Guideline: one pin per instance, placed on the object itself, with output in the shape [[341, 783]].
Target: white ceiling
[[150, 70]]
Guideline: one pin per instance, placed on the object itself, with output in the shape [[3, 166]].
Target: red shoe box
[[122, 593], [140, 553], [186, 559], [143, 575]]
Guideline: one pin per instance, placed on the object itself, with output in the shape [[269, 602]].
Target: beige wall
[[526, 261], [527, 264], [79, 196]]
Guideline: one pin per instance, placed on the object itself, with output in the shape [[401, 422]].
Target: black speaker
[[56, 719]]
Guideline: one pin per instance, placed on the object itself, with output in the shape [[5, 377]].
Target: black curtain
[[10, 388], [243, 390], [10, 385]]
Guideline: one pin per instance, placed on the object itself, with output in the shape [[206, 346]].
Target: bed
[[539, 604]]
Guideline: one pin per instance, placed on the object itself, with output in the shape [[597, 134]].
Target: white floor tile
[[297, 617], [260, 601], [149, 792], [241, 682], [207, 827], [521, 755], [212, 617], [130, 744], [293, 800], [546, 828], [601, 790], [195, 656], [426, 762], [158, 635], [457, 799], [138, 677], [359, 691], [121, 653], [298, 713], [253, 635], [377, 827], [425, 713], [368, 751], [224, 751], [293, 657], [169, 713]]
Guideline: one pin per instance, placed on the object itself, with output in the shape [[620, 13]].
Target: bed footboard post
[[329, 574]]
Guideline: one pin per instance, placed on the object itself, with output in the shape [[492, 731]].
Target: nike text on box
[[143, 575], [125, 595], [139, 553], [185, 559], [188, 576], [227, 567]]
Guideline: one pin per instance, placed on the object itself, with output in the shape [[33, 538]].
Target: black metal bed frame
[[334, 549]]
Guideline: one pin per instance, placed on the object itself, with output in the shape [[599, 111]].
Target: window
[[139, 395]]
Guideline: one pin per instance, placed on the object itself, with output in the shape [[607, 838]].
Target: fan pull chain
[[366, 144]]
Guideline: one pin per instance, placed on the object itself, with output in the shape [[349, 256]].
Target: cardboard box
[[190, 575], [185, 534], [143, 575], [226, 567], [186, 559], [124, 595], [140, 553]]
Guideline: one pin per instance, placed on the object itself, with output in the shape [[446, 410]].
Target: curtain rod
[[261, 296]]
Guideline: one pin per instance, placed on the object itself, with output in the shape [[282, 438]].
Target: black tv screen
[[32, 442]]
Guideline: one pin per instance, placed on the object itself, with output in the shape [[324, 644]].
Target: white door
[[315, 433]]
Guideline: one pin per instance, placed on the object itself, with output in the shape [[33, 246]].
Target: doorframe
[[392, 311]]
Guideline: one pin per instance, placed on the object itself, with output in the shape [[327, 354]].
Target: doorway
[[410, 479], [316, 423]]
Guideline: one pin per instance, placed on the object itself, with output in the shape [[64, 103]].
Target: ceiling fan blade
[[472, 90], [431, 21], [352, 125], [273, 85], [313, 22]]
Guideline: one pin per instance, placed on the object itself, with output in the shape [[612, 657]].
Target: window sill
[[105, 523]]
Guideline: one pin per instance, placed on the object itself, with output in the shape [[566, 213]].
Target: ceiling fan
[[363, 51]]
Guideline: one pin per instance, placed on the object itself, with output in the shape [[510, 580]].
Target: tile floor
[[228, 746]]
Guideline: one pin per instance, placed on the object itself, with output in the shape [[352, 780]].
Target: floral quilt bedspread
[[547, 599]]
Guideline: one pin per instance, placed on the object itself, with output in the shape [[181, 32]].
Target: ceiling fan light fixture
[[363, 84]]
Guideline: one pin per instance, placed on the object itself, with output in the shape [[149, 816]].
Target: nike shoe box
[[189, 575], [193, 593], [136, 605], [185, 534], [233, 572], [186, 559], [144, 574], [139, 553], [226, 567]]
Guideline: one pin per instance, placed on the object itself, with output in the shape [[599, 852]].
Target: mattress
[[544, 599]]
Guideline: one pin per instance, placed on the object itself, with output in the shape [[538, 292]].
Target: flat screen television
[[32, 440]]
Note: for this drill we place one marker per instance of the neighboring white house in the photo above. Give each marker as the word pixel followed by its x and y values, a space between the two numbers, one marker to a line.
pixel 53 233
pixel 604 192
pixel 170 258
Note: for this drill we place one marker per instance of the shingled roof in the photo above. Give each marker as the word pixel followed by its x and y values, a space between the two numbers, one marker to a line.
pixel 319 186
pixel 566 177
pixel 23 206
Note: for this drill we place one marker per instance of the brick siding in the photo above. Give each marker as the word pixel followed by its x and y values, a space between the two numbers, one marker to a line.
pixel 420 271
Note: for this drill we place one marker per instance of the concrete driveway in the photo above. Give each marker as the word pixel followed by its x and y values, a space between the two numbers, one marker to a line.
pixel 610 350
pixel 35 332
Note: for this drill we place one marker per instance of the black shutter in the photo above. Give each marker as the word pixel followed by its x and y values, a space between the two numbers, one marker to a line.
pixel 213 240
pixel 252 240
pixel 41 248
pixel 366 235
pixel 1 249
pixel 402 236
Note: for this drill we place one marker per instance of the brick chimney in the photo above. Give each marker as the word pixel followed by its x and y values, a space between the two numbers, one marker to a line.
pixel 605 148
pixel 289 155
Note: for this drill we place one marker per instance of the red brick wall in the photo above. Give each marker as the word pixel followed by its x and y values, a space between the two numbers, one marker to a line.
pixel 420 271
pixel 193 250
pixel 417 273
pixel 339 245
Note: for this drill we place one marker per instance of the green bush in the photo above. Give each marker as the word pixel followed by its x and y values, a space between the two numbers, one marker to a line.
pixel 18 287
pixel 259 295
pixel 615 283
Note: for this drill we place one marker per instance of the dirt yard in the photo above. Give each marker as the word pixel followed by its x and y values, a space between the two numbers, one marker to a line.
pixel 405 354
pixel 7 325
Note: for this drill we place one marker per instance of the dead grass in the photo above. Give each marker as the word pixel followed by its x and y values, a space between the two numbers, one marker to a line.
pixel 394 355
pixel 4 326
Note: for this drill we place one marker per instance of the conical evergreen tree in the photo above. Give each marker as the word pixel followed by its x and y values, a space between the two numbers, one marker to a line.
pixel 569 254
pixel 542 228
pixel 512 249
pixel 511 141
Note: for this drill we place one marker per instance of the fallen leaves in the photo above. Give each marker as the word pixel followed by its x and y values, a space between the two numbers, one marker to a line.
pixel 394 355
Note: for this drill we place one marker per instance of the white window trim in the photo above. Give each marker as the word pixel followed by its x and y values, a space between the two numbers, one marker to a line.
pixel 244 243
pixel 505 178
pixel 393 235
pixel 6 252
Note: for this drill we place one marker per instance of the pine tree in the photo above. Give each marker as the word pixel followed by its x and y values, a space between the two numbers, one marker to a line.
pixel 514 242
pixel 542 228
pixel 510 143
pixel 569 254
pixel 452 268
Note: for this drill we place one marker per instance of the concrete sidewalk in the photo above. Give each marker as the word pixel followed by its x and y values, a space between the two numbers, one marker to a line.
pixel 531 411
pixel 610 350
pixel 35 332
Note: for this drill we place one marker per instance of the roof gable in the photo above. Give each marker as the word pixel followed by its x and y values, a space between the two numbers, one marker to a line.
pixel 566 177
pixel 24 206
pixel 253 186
○ ○ ○ ○
→ Required work:
In full and without alteration, retype the entries above.

→ Answer space:
Guideline: one pin per instance, placed on the object itself, with output in the shape [[341, 783]].
Target: white ceiling
[[150, 70]]
Guideline: one pin per instance, placed on the object itself, with output in the shape [[3, 166]].
Target: red shoe box
[[122, 593], [140, 553], [186, 559], [143, 575]]
Guideline: one pin per instance, placed on the object itself, with output in the shape [[269, 602]].
Target: beige wall
[[526, 261], [527, 264], [79, 196]]
Guideline: one pin per instance, placed on the object itself, with output in the shape [[401, 422]].
Target: black speaker
[[56, 719]]
Guideline: one pin per instance, placed on the object itself, with output in the shape [[5, 377]].
Target: black curtain
[[10, 388], [243, 390], [10, 385]]
Guideline: one pin per instance, placed on the object itself, with output in the shape [[206, 346]].
Target: bed
[[539, 604]]
Guideline: one pin per instance, placed on the object itself, with output in the shape [[597, 134]].
Target: white floor tile
[[297, 617], [260, 601], [149, 792], [241, 682], [207, 827], [521, 755], [212, 617], [130, 744], [293, 800], [546, 828], [601, 790], [195, 656], [426, 762], [158, 635], [457, 799], [138, 677], [359, 691], [121, 653], [298, 713], [253, 635], [377, 827], [425, 713], [368, 751], [224, 751], [293, 657], [169, 713]]
Guideline: one pin per instance, placed on the object itself, with output in the shape [[620, 13]].
Target: bed footboard post
[[329, 574]]
Guideline: one pin per instance, placed on the object itself, with output in the shape [[492, 731]].
Target: nike text on box
[[143, 575], [125, 595], [139, 553], [185, 559], [188, 576], [227, 567]]
Guideline: one pin per instance, placed on the object itself, with output in the shape [[33, 538]].
Target: black metal bed frame
[[334, 549]]
Guideline: one pin per instance, placed on the object itself, with output in the shape [[599, 111]].
Target: window
[[139, 395]]
Guideline: one pin per instance, placed on the object itself, with output in the shape [[607, 838]].
Target: fan pull chain
[[366, 144]]
Guideline: one pin per instance, placed on the object itself, with output in the shape [[349, 256]].
Target: cardboard box
[[190, 575], [185, 534], [143, 575], [226, 567], [186, 559], [124, 595], [140, 553]]
Guideline: one pin per instance, placed on the object itself, with output in the shape [[446, 410]].
Target: curtain rod
[[261, 296]]
Guideline: one pin per instance, placed on the object itself, with output in the shape [[282, 438]].
Target: black tv screen
[[32, 442]]
Guideline: one pin per instance, placed on the object itself, with output in the shape [[324, 644]].
Target: white door
[[315, 433]]
Guideline: one pin per instance, placed on the object itself, with output in the shape [[33, 246]].
Target: doorframe
[[392, 311]]
Guideline: one pin per instance, placed on the object itself, with output in the shape [[327, 354]].
Target: doorway
[[410, 479], [316, 423]]
Guideline: one pin per instance, placed on the object itself, with output in the shape [[64, 103]].
Target: ceiling fan blade
[[472, 90], [431, 21], [352, 125], [273, 85], [313, 22]]
Guideline: one pin per instance, placed on the object itself, with output in the shape [[612, 657]].
Target: window sill
[[105, 523]]
Guideline: one pin per instance, placed on the object itself, with output in the shape [[566, 213]].
Target: ceiling fan
[[363, 51]]
Guideline: one pin per instance, placed on the object itself, with output in the shape [[510, 580]].
Target: tile floor
[[228, 746]]
Guideline: one pin per instance, placed on the object itself, with output in the shape [[352, 780]].
Target: floral quilt bedspread
[[547, 599]]
Guideline: one pin per instance, placed on the object itself, with output in the shape [[181, 32]].
Target: ceiling fan light fixture
[[363, 84]]
Guideline: one pin per instance, placed on the object itself, with output in the shape [[149, 816]].
Target: nike shoe box
[[189, 575], [193, 593], [136, 605], [185, 534], [233, 572], [186, 559], [144, 574], [139, 553], [226, 567]]
Guideline: one pin per instance, placed on the object itself, with output in the shape [[599, 852]].
Target: mattress
[[544, 599]]
Guideline: one pin per instance, placed on the object itself, with output in the shape [[538, 292]].
Target: flat screen television
[[32, 440]]
Note: for this drill we place one marker per instance of the neighboring white house in the photo above. Give each marker as the word pixel followed by its x and y values, a space between the two numbers, one marker to a line.
pixel 53 233
pixel 604 192
pixel 170 258
Note: for this drill we place one marker per instance of the shingled roof in the photo above. Give each marker as the word pixel followed by its x and y values, a space between the two numbers, one marker to a line.
pixel 319 186
pixel 566 177
pixel 23 206
Note: for this drill we place one marker per instance of the brick siding in the photo above. Give each marker as the word pixel followed by its x and y values, a space between the two numbers, one marker to a line.
pixel 420 271
Note: for this drill we place one marker per instance of the concrete driveway in the photo above. Give each marker as the word pixel followed by its x and y values, a space between the two numbers, one marker to a line.
pixel 610 350
pixel 35 332
Note: for this drill we place one marker per instance of the black shutter in the photo above. Give each marker as the word pixel followed by its x and y values, a space between the two numbers, one marker to a line.
pixel 213 240
pixel 252 240
pixel 41 248
pixel 366 235
pixel 1 249
pixel 402 236
Note: for this drill we place one marker per instance of the brick chimney in the photo above. Give each marker as the word pixel followed by its x and y values, a space between the two numbers, one marker to a line.
pixel 605 148
pixel 289 155
Note: for this drill we place one marker per instance of the red brick wall in the photo above. Give each marker as the word pixel followed by its x and y values, a space between the two numbers, one marker to a line.
pixel 420 271
pixel 193 250
pixel 417 273
pixel 339 245
Note: for this drill we place one marker per instance of the green bush in the photo above. Give each marker as the word pixel followed by its x and y values, a space between the two numbers, one marker to a line.
pixel 18 287
pixel 259 295
pixel 615 283
Note: for this drill we place one marker per instance of the dirt yard in the photo above. Give each marker as the word pixel followed by its x and y values, a space between the two numbers, one marker to a line.
pixel 405 354
pixel 7 325
Note: for this drill we place one marker per instance of the dead grass in the photo above. Give each marker as the word pixel followed by its x and y values, a space between the two numbers, one marker to a line.
pixel 394 355
pixel 4 326
Note: for this drill we place one marker per instance of the conical evergreen tree in the photo above. Give each marker as the word pixel followed by its x and y values, a space between the two numbers, one marker to a line.
pixel 569 254
pixel 542 228
pixel 512 249
pixel 511 141
Note: for this drill we place one marker per instance of the fallen leaves in the photo above. Give each marker as the word pixel followed by its x and y values, a space between the two numbers, one marker to a line.
pixel 394 355
Note: for this drill we place one marker per instance of the white window trim in the photo above. Give each marker as the word pixel followed by its x and y values, a space between the two numbers, one marker to a line.
pixel 244 243
pixel 505 178
pixel 393 235
pixel 6 252
Note: for this drill we place one marker per instance of the pine tree in the photo above. Give each marker as the word pixel followed by its x and y values, a space between the two numbers, one marker to a line.
pixel 514 242
pixel 542 228
pixel 510 143
pixel 569 254
pixel 452 268
Note: for this drill we place one marker per instance of the concrete sidewalk in the photo above. Give each marker as the word pixel followed by its x and y values, a space between the two numbers, one marker to a line.
pixel 531 411
pixel 610 350
pixel 35 332
Note: for this drill we place one marker per instance of the roof gable in the photo above. Give each marker as the word pixel followed by its x and y values, a space between the two numbers, one marker to a line.
pixel 566 177
pixel 24 206
pixel 253 186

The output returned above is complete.